STATED GOAL
Select and copy every line below that contains the string "tire". Case counts, so match uppercase and lowercase letters exactly.

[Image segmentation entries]
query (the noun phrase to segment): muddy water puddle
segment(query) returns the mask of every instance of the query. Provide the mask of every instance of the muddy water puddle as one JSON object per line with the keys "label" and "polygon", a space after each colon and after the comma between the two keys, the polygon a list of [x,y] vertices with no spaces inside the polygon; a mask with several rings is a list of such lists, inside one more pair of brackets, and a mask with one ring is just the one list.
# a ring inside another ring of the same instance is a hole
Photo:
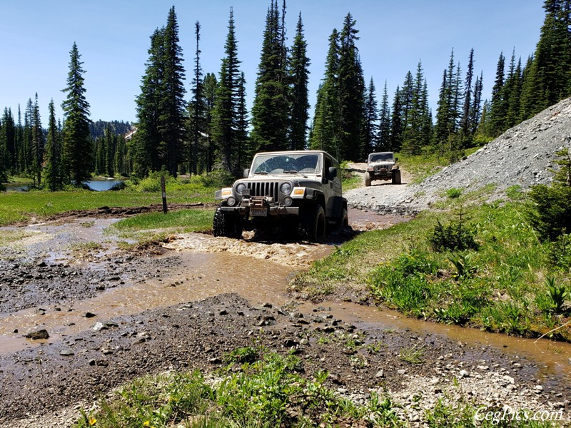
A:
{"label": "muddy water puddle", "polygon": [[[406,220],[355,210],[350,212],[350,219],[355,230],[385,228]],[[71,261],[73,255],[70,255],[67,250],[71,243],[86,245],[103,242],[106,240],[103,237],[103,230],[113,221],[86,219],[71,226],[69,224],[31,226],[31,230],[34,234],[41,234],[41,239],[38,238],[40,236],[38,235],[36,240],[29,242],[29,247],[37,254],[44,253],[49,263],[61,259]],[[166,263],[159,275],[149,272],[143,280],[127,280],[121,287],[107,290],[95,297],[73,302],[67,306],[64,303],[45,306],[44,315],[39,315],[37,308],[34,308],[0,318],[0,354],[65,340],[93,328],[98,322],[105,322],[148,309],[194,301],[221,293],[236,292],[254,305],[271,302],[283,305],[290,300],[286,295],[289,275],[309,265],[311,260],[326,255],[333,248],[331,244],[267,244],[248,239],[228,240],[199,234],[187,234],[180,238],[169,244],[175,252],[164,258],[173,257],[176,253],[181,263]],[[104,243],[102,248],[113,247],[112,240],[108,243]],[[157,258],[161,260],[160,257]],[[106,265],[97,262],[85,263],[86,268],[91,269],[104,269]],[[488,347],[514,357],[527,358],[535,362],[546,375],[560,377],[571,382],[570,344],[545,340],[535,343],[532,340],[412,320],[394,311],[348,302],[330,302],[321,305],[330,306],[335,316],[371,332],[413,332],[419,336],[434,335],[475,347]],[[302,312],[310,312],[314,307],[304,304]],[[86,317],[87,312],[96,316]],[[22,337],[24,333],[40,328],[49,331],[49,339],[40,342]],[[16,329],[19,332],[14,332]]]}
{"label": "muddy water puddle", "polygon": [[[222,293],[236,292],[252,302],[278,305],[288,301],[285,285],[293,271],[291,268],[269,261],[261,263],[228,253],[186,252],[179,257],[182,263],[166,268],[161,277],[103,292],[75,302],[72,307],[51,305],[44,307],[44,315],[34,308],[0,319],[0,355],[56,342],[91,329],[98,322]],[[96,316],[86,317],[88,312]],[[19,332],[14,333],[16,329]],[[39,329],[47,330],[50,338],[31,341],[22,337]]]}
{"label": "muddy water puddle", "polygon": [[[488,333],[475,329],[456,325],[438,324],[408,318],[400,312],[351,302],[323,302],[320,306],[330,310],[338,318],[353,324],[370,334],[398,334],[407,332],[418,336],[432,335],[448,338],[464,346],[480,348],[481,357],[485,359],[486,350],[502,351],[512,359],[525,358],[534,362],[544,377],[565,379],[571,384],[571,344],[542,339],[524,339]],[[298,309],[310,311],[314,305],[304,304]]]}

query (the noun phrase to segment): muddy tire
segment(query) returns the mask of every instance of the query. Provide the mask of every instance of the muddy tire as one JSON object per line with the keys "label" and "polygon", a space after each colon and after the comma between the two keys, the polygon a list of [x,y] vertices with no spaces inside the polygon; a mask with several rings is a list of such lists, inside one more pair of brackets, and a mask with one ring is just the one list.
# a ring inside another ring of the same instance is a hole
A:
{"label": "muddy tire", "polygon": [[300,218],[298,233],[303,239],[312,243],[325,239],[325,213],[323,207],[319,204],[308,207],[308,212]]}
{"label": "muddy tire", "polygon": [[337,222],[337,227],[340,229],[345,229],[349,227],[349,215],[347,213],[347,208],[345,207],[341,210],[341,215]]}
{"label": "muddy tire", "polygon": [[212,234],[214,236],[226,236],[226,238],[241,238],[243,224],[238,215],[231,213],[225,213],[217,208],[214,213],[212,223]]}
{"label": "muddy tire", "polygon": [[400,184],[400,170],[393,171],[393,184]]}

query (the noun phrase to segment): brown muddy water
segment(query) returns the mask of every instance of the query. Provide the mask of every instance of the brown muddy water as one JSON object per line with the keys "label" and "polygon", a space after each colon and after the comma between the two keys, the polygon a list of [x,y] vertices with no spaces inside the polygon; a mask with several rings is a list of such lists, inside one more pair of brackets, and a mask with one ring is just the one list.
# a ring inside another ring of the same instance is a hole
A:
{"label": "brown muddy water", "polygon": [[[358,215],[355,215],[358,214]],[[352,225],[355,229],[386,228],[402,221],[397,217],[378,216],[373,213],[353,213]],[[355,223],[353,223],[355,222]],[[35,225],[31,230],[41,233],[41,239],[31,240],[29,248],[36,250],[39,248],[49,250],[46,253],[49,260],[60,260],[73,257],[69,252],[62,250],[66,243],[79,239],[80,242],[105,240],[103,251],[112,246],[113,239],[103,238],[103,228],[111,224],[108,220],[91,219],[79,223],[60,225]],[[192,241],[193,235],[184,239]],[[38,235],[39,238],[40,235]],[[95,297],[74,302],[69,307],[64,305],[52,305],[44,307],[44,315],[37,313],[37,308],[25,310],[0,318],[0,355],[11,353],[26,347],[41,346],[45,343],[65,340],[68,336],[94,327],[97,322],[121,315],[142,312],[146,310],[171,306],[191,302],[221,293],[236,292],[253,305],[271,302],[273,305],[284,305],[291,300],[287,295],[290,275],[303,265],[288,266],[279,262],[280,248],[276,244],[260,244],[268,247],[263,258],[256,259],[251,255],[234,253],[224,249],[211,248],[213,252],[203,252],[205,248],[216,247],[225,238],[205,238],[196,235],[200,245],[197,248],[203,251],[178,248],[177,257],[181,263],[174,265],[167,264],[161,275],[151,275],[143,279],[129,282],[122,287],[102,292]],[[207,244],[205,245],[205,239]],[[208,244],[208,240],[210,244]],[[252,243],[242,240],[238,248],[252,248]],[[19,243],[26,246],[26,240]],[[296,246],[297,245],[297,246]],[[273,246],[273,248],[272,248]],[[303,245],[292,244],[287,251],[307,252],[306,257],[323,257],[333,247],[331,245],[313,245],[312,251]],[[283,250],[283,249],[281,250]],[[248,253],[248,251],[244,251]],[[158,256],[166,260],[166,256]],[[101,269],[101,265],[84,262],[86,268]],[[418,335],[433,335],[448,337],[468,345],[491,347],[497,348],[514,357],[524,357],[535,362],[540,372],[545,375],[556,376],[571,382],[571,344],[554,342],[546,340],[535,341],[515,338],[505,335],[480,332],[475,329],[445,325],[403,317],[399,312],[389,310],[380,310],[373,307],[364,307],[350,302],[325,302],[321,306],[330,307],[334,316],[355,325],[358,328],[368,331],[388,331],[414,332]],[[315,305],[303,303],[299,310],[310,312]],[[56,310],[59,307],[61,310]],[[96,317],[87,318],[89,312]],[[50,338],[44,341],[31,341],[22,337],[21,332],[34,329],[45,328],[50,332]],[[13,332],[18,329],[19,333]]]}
==
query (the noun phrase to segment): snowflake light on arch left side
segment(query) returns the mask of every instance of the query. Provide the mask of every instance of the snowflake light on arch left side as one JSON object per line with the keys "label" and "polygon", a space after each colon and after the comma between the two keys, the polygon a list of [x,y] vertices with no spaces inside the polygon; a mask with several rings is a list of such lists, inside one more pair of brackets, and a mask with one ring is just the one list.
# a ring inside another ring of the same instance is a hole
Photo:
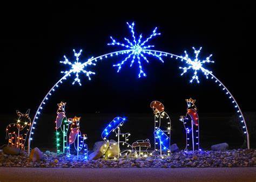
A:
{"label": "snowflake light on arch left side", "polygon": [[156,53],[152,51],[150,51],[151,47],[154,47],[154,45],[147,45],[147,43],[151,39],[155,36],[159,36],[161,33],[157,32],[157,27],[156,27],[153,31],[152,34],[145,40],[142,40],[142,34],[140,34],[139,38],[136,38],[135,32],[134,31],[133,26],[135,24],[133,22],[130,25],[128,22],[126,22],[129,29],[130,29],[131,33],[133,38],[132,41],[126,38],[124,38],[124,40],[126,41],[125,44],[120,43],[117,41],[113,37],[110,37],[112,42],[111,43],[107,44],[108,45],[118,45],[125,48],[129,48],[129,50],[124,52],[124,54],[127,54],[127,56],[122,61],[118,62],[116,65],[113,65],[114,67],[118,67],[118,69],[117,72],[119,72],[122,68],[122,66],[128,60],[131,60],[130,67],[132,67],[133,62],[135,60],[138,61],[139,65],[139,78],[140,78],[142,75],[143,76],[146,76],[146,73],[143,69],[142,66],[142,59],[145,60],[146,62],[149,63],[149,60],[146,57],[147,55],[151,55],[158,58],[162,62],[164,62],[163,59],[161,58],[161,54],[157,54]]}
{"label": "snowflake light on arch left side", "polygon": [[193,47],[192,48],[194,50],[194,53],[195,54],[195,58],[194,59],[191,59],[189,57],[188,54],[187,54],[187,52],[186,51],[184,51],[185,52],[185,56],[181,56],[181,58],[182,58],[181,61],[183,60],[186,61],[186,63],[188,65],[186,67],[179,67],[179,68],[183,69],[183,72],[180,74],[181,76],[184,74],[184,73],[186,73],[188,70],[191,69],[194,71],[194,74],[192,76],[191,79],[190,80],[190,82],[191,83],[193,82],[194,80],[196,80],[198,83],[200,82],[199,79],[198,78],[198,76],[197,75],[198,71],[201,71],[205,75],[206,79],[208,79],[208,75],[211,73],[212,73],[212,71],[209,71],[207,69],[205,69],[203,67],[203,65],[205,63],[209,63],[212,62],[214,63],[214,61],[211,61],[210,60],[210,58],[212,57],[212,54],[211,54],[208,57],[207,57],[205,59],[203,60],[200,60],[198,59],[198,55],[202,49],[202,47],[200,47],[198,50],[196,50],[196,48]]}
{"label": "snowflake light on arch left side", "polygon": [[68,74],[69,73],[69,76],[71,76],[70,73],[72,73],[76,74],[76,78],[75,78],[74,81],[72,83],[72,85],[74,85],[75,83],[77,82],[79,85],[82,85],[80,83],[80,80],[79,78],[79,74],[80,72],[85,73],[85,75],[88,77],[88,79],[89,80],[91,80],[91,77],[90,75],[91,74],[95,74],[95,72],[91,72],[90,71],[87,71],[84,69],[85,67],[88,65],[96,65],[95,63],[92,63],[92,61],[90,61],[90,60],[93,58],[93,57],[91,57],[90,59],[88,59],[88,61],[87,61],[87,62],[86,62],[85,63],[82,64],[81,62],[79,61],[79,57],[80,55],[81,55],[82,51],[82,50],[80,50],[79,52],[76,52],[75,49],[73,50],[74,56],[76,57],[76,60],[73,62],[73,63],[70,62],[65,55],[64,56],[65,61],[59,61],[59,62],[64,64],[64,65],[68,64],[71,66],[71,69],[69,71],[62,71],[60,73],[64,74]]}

RESPONSE TO THE EXERCISE
query (the noun phrase to segment): muddy tire
segment(query) returns the mask of every instance of the query. Provide the mask of every instance of the muddy tire as one JSON object per line with the keys "label" and "polygon", a space after each colon and after the comma between the two keys, the polygon a list of [x,y] vertices with no spaces inside the polygon; a mask with several rings is a list of such lists, inside one more pair of brackets, and a mask with one ring is just the one list.
{"label": "muddy tire", "polygon": [[300,218],[298,233],[303,239],[312,243],[325,239],[325,213],[323,207],[319,204],[308,207],[308,212]]}
{"label": "muddy tire", "polygon": [[337,222],[337,227],[340,229],[345,229],[349,227],[349,215],[347,213],[347,208],[345,207],[341,210],[341,215]]}
{"label": "muddy tire", "polygon": [[212,234],[214,236],[226,236],[226,238],[241,238],[243,224],[238,215],[231,213],[225,213],[217,208],[214,213],[212,223]]}
{"label": "muddy tire", "polygon": [[400,184],[400,170],[393,171],[393,184]]}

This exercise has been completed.